▶ [How to complete this task]: Go through the entries below. Copy out every line that contains "smoke".

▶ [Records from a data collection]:

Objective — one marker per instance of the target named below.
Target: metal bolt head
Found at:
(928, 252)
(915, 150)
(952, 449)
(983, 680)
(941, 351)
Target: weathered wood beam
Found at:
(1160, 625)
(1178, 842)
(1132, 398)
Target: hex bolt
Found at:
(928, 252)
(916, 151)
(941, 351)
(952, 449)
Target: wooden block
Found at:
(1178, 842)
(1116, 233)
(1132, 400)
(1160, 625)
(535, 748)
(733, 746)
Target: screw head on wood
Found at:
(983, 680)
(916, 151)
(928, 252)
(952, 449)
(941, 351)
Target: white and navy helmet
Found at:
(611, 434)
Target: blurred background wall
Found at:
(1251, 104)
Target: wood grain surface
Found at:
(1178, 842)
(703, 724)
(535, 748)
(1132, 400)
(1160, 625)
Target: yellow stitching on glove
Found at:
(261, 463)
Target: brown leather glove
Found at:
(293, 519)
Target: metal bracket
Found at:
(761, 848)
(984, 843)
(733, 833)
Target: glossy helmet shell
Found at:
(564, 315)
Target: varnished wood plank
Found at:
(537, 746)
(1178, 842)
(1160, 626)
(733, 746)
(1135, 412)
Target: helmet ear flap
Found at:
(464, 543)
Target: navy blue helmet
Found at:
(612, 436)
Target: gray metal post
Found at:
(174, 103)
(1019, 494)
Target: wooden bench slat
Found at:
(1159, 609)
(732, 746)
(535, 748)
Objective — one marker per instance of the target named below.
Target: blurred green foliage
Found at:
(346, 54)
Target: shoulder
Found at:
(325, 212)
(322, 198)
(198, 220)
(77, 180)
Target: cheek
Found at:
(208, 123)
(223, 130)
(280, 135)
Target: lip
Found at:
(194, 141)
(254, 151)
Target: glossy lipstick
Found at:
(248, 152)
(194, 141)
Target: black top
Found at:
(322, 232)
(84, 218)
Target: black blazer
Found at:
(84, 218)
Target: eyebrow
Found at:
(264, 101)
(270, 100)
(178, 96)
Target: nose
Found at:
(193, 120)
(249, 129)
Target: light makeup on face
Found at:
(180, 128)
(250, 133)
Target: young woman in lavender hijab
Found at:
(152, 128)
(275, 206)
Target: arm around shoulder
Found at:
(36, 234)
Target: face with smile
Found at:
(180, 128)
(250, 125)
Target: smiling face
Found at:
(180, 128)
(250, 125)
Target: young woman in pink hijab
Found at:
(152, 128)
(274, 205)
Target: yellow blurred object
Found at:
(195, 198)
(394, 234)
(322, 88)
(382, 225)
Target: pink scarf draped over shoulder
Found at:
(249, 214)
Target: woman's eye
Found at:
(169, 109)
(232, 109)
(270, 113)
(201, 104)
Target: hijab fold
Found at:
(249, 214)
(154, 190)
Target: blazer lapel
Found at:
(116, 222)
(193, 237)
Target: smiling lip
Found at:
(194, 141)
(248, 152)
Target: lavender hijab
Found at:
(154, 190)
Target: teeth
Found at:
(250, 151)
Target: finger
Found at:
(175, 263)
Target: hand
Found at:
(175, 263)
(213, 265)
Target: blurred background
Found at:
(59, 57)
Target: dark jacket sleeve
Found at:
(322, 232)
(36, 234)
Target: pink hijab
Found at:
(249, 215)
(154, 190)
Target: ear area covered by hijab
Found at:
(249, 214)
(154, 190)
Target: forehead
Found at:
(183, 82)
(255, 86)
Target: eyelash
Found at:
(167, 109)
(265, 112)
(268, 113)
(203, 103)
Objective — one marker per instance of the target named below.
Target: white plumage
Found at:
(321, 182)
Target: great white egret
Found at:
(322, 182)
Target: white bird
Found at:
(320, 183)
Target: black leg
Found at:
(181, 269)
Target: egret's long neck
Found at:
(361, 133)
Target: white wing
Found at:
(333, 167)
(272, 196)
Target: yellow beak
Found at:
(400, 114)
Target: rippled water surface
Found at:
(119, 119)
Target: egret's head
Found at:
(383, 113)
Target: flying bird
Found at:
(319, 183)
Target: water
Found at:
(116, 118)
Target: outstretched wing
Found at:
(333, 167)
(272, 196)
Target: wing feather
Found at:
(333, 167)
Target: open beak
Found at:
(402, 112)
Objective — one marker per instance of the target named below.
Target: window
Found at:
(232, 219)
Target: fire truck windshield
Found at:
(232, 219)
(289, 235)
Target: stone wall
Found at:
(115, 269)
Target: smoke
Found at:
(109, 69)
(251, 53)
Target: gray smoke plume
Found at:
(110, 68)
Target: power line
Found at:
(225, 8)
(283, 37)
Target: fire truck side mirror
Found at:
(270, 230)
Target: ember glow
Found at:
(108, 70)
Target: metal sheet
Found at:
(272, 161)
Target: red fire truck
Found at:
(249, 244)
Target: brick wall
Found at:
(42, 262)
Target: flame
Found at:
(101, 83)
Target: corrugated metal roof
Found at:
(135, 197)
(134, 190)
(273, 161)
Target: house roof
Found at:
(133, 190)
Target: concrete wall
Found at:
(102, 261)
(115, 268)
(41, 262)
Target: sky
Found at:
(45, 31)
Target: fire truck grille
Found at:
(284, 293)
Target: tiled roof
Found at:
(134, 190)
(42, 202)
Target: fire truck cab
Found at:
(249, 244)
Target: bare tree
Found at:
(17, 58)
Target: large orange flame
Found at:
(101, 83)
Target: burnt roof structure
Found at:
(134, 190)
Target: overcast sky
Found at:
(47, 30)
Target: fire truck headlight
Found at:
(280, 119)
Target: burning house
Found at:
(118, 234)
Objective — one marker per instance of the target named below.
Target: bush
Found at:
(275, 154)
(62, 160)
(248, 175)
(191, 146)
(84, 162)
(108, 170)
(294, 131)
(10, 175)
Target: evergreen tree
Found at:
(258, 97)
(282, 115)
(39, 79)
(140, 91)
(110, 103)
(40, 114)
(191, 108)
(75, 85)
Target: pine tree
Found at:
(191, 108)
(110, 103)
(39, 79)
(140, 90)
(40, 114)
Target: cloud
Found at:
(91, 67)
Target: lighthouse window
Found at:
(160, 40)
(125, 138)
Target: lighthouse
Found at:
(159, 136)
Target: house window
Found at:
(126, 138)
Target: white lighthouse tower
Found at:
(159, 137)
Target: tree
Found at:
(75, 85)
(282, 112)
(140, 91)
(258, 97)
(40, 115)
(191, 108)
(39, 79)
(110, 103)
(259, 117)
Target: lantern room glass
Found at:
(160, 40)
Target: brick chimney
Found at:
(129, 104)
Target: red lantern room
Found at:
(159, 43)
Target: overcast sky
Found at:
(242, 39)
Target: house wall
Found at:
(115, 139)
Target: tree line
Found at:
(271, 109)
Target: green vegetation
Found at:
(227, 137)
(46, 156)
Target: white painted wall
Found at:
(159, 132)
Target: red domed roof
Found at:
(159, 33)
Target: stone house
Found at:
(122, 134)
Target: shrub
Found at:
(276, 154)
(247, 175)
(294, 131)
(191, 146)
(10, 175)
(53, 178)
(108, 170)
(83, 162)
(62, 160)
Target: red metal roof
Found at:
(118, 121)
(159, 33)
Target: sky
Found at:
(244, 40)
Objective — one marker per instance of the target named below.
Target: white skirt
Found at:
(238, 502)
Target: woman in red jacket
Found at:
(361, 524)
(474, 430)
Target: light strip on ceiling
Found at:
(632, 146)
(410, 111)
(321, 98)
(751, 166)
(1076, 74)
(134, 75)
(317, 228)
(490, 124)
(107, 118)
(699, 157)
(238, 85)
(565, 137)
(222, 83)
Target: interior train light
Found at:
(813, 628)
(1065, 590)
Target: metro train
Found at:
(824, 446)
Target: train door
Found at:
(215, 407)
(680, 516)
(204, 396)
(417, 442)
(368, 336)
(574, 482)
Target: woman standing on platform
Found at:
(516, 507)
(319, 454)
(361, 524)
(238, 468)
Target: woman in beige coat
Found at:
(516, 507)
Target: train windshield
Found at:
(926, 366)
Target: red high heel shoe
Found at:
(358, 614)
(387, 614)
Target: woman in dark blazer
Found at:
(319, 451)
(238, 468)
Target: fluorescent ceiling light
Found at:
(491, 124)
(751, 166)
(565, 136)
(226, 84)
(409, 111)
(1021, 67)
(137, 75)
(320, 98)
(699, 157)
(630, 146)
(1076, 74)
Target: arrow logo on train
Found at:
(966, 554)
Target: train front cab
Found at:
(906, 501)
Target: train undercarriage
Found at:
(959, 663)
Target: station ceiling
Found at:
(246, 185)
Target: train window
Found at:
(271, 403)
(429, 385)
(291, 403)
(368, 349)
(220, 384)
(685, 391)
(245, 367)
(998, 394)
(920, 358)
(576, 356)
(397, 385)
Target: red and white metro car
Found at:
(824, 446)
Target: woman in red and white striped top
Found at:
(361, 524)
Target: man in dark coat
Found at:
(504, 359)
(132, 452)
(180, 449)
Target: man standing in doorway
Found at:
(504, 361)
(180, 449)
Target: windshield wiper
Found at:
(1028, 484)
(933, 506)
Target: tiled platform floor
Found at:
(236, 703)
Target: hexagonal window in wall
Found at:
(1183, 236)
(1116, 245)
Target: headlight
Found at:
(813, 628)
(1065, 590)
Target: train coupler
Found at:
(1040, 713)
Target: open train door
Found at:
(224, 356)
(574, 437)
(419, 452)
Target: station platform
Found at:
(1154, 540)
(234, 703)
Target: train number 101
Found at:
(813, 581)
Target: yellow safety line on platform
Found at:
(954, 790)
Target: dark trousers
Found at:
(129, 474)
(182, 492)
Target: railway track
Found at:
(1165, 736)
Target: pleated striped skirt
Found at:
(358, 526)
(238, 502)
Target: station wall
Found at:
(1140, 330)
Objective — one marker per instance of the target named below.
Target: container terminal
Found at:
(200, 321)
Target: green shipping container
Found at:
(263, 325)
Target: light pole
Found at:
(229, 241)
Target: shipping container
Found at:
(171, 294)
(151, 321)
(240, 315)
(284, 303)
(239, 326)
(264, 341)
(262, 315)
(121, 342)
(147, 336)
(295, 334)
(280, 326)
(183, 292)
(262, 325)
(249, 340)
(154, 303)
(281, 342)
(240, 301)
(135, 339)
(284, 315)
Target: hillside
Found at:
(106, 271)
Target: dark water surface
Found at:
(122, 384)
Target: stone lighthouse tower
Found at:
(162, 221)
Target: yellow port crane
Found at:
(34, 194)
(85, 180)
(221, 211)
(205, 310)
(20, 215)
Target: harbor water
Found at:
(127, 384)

▶ [Solution for this problem]:
Target: smoke
Target: gray smoke plume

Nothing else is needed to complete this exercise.